DATA SUPPLIED Block Start

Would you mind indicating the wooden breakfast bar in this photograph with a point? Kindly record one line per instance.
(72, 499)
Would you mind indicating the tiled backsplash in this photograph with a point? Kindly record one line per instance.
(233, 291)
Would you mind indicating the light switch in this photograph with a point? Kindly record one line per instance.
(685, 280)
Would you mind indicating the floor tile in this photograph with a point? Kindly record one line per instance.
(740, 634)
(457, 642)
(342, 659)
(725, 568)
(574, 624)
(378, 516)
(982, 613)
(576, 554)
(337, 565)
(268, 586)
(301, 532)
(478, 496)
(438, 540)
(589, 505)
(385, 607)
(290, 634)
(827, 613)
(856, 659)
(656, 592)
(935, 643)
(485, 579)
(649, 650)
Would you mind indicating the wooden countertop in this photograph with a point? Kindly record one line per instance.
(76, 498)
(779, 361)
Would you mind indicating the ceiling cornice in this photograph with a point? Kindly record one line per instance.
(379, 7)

DATA SUPPLIED Block End
DATA SUPPLIED Block Start

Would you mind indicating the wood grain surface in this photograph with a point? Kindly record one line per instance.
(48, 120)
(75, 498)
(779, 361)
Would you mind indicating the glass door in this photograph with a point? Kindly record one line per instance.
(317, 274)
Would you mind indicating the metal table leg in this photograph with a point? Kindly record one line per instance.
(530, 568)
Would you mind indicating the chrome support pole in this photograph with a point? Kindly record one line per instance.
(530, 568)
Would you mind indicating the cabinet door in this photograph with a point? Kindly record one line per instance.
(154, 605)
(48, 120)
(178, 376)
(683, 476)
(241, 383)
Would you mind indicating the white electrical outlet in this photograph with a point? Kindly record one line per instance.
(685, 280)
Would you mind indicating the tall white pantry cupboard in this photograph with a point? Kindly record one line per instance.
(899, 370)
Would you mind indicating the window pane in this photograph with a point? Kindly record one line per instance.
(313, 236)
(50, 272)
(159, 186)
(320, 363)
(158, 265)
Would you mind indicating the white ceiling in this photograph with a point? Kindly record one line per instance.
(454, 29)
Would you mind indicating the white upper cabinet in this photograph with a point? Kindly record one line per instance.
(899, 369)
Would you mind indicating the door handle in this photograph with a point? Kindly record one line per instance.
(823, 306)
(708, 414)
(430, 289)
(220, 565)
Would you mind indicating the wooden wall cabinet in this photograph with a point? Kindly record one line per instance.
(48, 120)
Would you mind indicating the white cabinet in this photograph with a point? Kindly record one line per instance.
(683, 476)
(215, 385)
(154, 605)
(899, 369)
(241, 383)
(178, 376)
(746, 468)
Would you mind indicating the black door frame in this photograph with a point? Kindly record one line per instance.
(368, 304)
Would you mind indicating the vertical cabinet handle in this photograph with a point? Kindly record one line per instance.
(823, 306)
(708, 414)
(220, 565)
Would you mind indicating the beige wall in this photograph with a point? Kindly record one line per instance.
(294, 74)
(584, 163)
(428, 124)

DATA SUPPLIED Block End
DATA SUPPLIED Block Start

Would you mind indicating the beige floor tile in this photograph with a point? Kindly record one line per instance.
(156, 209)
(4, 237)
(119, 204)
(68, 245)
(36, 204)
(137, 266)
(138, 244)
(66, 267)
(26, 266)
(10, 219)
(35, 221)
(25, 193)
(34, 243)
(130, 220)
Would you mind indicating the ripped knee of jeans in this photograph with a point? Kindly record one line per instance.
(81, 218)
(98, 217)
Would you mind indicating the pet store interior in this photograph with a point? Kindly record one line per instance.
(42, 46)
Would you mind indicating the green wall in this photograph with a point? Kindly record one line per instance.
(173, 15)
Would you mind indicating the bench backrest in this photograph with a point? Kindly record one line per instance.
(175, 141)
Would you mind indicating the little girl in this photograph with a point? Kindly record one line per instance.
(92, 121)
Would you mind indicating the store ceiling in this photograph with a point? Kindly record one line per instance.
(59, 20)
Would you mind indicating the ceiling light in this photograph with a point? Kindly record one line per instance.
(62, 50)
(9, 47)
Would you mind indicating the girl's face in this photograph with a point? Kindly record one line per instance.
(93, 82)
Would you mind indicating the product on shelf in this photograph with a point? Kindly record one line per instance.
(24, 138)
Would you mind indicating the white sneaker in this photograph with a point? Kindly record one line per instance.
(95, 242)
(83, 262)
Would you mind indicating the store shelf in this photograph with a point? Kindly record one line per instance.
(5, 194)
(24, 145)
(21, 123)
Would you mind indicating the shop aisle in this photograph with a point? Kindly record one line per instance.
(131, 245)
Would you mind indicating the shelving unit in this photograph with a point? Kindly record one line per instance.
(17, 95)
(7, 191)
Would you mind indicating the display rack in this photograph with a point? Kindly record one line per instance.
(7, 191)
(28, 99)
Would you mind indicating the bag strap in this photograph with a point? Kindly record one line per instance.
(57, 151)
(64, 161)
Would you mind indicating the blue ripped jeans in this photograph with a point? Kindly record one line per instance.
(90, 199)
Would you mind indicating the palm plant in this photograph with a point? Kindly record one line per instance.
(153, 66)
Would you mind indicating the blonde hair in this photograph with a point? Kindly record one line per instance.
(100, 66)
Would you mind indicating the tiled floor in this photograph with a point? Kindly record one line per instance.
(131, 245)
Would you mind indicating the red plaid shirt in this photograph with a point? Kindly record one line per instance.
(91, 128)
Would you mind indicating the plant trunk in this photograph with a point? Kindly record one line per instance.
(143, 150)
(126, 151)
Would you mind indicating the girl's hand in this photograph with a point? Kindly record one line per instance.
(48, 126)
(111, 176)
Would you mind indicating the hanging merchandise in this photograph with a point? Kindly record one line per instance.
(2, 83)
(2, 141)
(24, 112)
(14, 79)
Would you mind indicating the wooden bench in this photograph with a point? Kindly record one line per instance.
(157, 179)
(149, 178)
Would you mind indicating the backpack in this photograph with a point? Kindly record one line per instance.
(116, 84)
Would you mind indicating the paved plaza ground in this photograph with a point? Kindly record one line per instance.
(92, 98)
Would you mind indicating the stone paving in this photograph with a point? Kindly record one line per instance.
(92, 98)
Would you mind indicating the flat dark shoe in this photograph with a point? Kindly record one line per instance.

DATA SUPPLIED Block End

» **AIM OF THE EXERCISE**: In the records above, find the line with "Would you mind indicating the bag"; write out exactly that line and each one after it, stopping after the line with "Would you mind indicating the flat".

» **OUTPUT BELOW**:
Would you mind indicating the bag strap in this photograph with a point? Kindly record one line per instance.
(57, 151)
(64, 161)
Would you mind indicating the blue ripped jeans in this photograph with a point? Kindly record one line per instance.
(90, 199)
Would you mind indicating the palm plant in this photograph with a point? Kindly record one line per instance.
(153, 66)
Would you mind indicating the blonde hair in this photograph with a point? Kindly record one line per instance.
(100, 66)
Would you mind indicating the tiled floor in this photograph with a point? Kindly record one line per instance.
(131, 245)
Would you mind indicating the red plaid shirt in this photograph with a point? Kindly record one line per instance.
(91, 128)
Would you mind indicating the plant trunk in this photograph with a point? Kindly record one line per instance.
(143, 150)
(126, 151)
Would you mind indicating the girl's hand in this photograph with a point? Kindly record one line per instance.
(48, 126)
(111, 176)
Would you mind indicating the hanging merchandise in this photograph with a point? Kindly record one line per instance.
(2, 83)
(2, 141)
(24, 112)
(14, 79)
Would you mind indicating the wooden bench in this photograph with a point? Kindly record one line per instance.
(157, 179)
(149, 178)
Would you mind indicating the backpack in this photograph with a point? Kindly record one line per instance.
(116, 84)
Would you mind indicating the paved plaza ground in this photograph with a point? Kindly record one line per instance.
(92, 98)
Would you mind indicating the stone paving in this photograph with a point? Kindly record one line per instance.
(92, 98)
Would you mind indicating the flat dark shoe in this photograph with a point? Kindly record one line per instance.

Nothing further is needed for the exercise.